**EXTRAIT DU TEXTE:**
L’affrètement direct des constructeurs automobiles

De gauche à droite: Bjorn Svenningsen, vice-président de ECG, Wolfgang Göbbel, président de ECG et Costantino Baldissara, directeur général Grimaldi Lines et ancien président de ECG.

L’autre pan de cette crise de la capacité dans le monde routier tient à l’attitude de certains constructeurs automobiles. Face au manque de moyens logistiques routiers, les constructeurs automobiles ont décidé d’intervenir directement en affrétant des camions. « Une stratégie qui a aggravé l’inefficacité de la logistique automobile », indiquent les responsables d’ECG.

Le recours à des chauffeurs de pays tiers

Pour faire face à ce manque de chauffeurs, les responsables d’ECG proposent d’accueillir des personnes depuis des pays tiers à l’Union européenne. « Nous avons rencontré les responsables de la DG Move qui se sont montrés attentifs à notre proposition. Malheureusement, de nouvelles règles européennes contrecarrent cet élan », continue Wolfgang Göbel. À titre d’exemple, il cite notamment le Paquet Mobilité.

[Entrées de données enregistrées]

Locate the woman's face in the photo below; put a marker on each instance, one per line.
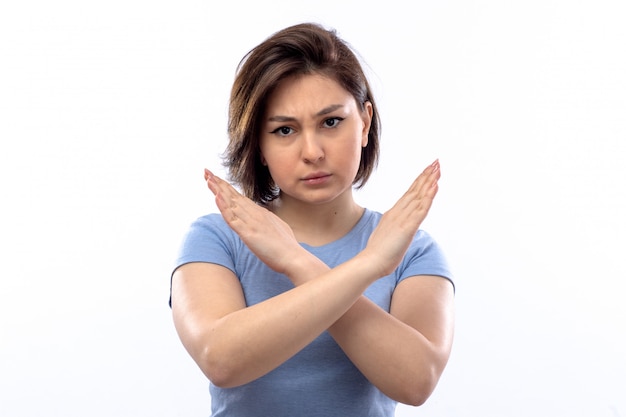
(311, 138)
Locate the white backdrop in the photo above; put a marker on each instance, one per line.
(109, 111)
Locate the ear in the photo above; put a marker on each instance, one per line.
(366, 115)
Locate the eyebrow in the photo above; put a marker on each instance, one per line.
(325, 110)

**D'APRÈS LE TEXTE:**
1. Dans l'extrait sur la logistique automobile, qu'ont fait les constructeurs automobiles face au manque de moyens logistiques routiers ?
2. Recopiez mot pour mot le passage de l'extrait sur la logistique automobile qui va de "L’affrètement direct des" jusqu'à "les responsables d’ECG.".
Les entrées ne servent pas ici.

**RÉPONSES:**
1. Ils sont intervenus directement en affrétant des camions.

2.
L’affrètement direct des constructeurs automobiles

De gauche à droite: Bjorn Svenningsen, vice-président de ECG, Wolfgang Göbbel, président de ECG et Costantino Baldissara, directeur général Grimaldi Lines et ancien président de ECG.

L’autre pan de cette crise de la capacité dans le monde routier tient à l’attitude de certains constructeurs automobiles. Face au manque de moyens logistiques routiers, les constructeurs automobiles ont décidé d’intervenir directement en affrétant des camions. « Une stratégie qui a aggravé l’inefficacité de la logistique automobile », indiquent les responsables d’ECG.